- WORK ITEM: Take every line in the entries that includes the word "park" and copy it.

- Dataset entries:
▬▬▬▬▬▬▬▬▬▬
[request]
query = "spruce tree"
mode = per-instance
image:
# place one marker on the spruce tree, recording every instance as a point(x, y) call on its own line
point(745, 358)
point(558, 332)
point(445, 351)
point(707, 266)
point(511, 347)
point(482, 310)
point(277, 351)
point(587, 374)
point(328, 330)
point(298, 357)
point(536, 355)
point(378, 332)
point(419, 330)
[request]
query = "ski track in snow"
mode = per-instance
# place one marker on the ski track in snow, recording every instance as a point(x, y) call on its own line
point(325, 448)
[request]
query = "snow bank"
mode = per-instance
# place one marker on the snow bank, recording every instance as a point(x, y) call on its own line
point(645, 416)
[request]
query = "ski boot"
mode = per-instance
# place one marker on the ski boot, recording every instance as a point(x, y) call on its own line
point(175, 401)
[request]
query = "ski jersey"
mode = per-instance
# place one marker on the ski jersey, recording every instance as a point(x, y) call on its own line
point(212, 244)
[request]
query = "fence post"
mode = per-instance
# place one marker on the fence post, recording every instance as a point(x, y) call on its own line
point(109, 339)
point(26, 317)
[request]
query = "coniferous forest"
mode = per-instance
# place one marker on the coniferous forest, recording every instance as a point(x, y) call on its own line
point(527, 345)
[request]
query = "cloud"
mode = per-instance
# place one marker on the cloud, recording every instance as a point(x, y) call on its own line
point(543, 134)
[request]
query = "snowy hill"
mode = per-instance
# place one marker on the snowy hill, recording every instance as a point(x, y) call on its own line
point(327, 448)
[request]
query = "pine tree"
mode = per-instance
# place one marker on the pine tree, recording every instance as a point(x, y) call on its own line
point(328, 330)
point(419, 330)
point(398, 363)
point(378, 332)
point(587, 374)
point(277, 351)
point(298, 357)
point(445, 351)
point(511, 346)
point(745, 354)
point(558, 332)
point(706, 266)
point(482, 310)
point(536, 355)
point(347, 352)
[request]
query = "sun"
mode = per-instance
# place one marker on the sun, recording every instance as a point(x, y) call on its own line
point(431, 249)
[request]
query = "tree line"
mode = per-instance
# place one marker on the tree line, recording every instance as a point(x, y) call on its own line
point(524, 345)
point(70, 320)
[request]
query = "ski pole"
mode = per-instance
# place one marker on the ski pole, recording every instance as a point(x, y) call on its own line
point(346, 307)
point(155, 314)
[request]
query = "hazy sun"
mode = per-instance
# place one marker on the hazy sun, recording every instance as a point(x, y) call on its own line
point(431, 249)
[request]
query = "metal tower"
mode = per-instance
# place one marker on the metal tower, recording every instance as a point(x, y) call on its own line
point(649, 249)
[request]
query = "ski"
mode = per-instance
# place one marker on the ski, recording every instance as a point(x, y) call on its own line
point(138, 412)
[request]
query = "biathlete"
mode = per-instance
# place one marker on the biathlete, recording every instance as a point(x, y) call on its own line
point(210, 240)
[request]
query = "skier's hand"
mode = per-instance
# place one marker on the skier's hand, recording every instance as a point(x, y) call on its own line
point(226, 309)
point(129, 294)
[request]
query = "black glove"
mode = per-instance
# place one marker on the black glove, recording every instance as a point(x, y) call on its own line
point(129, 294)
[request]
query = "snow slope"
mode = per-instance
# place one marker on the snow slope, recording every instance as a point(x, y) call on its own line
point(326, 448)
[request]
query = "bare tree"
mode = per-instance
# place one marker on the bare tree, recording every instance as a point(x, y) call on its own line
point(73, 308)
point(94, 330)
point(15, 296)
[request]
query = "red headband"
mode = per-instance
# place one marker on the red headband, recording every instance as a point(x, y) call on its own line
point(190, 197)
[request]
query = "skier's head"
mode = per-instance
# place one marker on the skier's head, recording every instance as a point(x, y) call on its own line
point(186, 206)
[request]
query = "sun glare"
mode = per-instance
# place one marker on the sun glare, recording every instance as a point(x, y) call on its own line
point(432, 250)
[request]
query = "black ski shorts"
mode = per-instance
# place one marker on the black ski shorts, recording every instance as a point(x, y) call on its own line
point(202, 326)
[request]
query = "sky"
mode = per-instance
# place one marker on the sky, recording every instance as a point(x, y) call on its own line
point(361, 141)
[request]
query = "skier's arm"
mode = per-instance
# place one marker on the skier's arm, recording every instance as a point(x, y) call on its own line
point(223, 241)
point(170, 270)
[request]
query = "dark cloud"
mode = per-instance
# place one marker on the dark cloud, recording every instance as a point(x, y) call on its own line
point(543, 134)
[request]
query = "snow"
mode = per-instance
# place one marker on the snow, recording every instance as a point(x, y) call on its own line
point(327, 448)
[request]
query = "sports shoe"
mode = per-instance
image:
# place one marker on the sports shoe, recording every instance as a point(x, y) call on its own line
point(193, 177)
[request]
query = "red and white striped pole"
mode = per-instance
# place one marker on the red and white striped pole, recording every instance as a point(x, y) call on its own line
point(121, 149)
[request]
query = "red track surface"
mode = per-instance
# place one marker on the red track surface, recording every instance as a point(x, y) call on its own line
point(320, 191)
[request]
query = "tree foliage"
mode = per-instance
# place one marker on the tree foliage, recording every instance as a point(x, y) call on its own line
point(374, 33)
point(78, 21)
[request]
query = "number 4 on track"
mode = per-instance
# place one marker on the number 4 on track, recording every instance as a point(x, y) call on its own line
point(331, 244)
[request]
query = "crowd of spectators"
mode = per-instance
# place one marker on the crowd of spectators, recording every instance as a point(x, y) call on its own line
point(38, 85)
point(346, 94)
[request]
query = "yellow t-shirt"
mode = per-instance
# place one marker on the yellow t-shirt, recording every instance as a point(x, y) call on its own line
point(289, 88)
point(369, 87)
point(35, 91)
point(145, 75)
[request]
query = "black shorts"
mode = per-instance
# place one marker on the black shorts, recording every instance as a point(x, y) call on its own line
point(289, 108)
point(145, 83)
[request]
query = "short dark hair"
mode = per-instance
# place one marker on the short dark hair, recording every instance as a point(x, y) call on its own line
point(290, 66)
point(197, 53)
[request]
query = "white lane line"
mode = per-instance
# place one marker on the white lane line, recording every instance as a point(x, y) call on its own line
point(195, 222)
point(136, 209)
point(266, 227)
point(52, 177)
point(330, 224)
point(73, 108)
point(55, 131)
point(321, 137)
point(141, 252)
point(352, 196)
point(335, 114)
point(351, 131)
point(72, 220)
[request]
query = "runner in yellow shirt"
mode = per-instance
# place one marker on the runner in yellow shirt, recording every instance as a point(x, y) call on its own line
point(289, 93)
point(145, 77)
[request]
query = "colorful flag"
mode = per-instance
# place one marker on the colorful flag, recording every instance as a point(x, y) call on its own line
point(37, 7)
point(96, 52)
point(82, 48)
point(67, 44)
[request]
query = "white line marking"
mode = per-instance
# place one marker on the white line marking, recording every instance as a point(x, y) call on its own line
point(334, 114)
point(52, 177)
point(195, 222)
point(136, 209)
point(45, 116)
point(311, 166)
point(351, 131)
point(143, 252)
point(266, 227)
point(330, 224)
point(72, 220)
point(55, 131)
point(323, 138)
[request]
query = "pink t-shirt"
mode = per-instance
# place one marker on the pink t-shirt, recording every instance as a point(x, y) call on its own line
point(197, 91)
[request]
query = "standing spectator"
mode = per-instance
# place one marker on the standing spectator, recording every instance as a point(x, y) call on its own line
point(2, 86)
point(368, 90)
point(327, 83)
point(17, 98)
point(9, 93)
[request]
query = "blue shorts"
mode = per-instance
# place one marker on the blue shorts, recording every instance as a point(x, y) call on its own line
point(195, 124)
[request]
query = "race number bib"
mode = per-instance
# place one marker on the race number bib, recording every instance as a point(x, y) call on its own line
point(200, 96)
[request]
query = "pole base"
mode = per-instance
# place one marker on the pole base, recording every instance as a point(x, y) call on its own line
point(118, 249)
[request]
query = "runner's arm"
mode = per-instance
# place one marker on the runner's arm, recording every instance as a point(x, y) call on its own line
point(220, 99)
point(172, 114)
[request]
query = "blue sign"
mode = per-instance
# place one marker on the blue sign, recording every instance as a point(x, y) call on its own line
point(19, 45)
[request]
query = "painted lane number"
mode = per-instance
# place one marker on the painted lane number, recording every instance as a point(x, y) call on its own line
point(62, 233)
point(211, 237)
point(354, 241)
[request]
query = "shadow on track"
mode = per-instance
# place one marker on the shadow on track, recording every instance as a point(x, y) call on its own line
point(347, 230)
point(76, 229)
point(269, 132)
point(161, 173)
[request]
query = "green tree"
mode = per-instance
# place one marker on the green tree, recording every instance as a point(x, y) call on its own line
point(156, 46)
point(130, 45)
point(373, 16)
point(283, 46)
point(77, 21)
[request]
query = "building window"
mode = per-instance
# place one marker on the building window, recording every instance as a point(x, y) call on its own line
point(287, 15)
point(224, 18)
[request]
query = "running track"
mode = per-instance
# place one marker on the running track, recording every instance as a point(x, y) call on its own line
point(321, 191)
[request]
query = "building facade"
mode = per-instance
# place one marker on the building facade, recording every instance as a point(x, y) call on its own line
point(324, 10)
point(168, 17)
▬▬▬▬▬▬▬▬▬▬
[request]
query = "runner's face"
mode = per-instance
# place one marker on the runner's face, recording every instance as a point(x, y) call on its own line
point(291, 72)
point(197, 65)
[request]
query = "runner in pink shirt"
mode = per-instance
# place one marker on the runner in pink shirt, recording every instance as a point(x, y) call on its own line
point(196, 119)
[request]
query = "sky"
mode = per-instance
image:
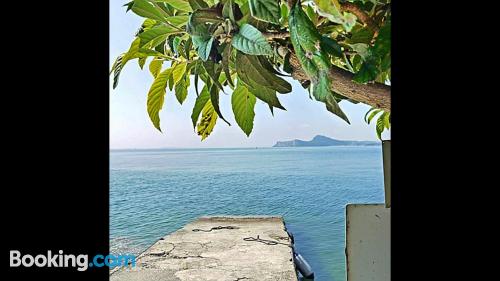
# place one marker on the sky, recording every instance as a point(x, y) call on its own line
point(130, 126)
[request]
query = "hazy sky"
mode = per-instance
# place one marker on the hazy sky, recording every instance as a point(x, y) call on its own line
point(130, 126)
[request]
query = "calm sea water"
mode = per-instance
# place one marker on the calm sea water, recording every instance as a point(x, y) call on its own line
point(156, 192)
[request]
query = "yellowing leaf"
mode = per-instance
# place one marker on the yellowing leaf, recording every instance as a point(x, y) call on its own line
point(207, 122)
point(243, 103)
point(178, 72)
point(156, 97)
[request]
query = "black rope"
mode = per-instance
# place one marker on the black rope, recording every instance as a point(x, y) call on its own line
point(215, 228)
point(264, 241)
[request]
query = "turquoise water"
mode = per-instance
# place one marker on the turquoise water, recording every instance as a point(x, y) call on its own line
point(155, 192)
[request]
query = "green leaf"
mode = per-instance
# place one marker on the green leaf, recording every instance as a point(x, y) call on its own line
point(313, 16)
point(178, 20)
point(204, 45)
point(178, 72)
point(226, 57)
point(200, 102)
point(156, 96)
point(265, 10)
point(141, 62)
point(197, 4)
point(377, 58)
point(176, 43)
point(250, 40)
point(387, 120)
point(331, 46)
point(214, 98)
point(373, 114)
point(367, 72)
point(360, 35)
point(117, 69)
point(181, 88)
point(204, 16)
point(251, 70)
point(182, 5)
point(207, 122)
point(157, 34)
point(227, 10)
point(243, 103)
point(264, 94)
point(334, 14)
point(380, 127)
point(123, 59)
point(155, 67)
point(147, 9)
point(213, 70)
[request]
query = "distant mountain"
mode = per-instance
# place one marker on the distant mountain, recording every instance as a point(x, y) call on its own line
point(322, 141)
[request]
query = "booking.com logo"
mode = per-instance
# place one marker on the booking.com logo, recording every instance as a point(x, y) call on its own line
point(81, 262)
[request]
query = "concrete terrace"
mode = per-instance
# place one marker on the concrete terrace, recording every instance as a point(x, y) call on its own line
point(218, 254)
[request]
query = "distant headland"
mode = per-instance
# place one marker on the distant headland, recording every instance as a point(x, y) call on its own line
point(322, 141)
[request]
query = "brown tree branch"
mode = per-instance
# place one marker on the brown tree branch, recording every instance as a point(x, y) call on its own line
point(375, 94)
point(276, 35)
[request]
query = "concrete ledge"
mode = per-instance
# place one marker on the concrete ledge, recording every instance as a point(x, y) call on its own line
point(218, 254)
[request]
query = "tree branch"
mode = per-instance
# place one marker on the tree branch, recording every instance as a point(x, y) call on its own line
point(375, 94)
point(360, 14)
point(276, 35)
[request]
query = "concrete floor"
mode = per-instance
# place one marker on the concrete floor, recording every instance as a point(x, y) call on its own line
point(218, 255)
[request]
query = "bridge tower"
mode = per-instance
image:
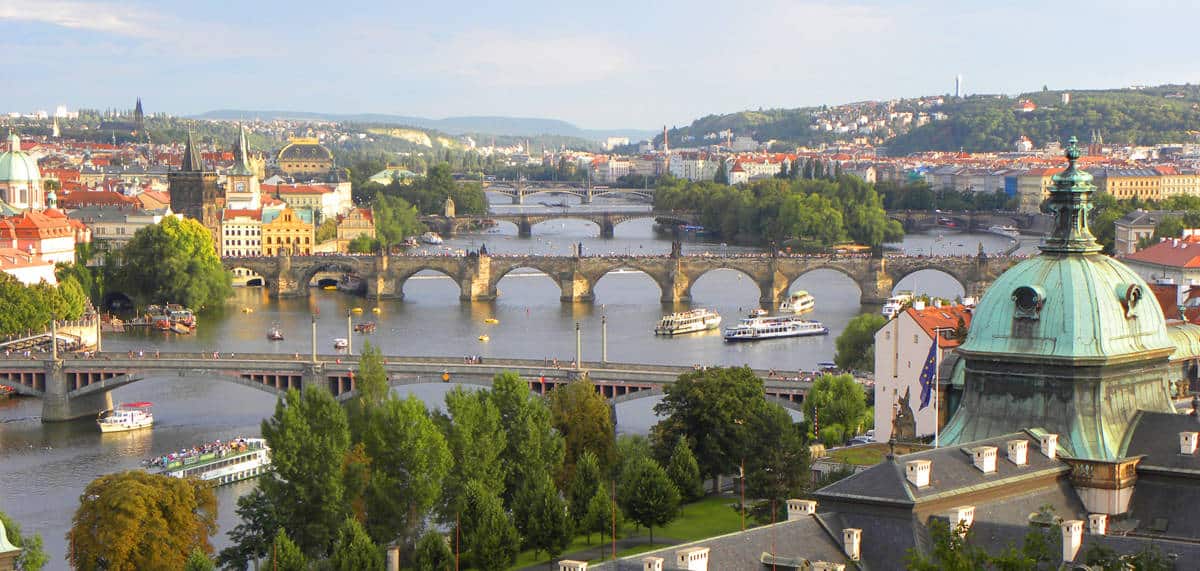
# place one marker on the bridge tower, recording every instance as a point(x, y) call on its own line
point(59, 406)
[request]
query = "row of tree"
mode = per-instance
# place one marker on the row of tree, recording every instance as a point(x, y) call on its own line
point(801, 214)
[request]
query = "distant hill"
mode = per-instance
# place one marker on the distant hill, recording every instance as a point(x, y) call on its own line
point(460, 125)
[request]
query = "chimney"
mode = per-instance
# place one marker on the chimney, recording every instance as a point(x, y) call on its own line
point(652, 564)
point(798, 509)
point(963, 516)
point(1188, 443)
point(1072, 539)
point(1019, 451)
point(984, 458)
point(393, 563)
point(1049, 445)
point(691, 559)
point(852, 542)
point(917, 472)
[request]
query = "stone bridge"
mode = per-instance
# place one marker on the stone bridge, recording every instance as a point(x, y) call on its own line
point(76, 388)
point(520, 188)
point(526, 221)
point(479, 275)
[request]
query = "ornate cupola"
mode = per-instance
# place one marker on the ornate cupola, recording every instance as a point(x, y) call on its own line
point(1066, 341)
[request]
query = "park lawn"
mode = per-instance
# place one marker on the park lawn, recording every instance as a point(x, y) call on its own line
▬▬▬▬▬▬▬▬▬▬
- SOLUTION TO THE EXERCISE:
query = "park lawn"
# place one marker on the park lawn, recording every instance as a point(x, y) call on its own line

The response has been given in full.